▶ Task 1: In the news story on the Senate export tax measure, which organization ruled the existing law an illegal trade subsidy?
▶ Task 2: Reproduce the part of the news story on the Senate export tax measure that starts at the words "By CURT ANDERSON, AP" and stops after the words "the European Union.".
## start Source
[that's 4.5 billion $$ a year]

Wednesday November 1 12:48 PM ET
Senate Passes Export Tax Measure

By CURT ANDERSON, AP Tax Writer

WASHINGTON (AP) - The Senate passed a $4.5 billion export tax measure
Wednesday that would replace a law ruled an illegal trade subsidy by the
World Trade Organization (news - web sites). The bill is a major step in
avoiding potential retaliation from the European Union.

On a voice vote, the Senate sent the legislation to the House, but GOP
leaders balked at immediately following suit. The measure is also part of a
larger 10-year, $240 billion tax relief package that is being delayed in the
Senate for unrelated reasons and has drawn a veto threat from President
Clinton (news - web sites).

House Majority Leader Dick Armey, R-Texas, told reporters that House
Republicans favor holding firm on the entire tax measure rather than moving
individual pieces, even if Congress takes a break until mid-November for
next week's election.
## end Source
## start Entries provided
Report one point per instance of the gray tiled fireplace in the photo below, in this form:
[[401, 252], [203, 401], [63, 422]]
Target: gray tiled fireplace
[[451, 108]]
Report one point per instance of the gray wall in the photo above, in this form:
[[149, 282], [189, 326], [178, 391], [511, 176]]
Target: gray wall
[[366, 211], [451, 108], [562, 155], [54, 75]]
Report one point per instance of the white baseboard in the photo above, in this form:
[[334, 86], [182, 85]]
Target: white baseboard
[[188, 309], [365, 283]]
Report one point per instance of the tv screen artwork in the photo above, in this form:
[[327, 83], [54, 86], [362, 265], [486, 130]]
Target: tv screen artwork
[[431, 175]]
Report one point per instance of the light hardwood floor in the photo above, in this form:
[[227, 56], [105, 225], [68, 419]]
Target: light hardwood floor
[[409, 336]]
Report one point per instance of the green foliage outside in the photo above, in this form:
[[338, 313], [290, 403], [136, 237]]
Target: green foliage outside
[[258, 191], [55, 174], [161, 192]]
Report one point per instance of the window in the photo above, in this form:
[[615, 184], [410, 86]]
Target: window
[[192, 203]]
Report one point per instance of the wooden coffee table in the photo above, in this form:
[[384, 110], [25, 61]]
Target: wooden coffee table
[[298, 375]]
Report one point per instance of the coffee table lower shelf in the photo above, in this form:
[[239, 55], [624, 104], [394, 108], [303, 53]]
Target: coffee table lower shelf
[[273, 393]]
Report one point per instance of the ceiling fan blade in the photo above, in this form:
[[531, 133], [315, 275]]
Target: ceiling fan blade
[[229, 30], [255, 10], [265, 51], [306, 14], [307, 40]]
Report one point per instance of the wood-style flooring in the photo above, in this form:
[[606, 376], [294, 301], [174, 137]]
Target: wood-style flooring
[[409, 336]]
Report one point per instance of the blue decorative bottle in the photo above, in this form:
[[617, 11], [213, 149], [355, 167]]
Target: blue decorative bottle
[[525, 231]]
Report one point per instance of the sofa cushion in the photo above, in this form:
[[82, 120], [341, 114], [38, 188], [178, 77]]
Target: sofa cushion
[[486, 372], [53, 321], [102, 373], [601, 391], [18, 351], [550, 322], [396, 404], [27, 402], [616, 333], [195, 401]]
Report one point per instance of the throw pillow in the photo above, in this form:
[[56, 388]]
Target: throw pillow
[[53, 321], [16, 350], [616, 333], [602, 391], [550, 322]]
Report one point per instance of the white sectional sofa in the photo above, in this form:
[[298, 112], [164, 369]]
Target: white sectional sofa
## end Entries provided
▶ Worked answer 1: The World Trade Organization.

▶ Worked answer 2:
By CURT ANDERSON, AP Tax Writer

WASHINGTON (AP) - The Senate passed a $4.5 billion export tax measure
Wednesday that would replace a law ruled an illegal trade subsidy by the
World Trade Organization (news - web sites). The bill is a major step in
avoiding potential retaliation from the European Union.